START Stored records
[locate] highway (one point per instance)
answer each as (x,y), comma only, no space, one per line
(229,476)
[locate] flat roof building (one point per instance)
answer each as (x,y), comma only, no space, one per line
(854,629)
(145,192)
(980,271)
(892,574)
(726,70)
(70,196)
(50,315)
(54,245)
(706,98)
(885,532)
END Stored records
* [Given instruction]
Convert every line of the rows above into a JSON array of strings, one string per line, omitting any blank lines.

* [Final answer]
[
  "[locate] highway (one point per instance)",
  "answer each as (x,y), comma only, no space, one per line",
  "(229,476)",
  "[locate] flat roof building (one point per instance)",
  "answer each as (x,y), comma only, no space, one per line",
  "(854,629)",
  "(145,192)",
  "(980,271)",
  "(892,574)",
  "(726,70)",
  "(70,196)",
  "(50,315)",
  "(54,245)",
  "(706,98)",
  "(885,532)"
]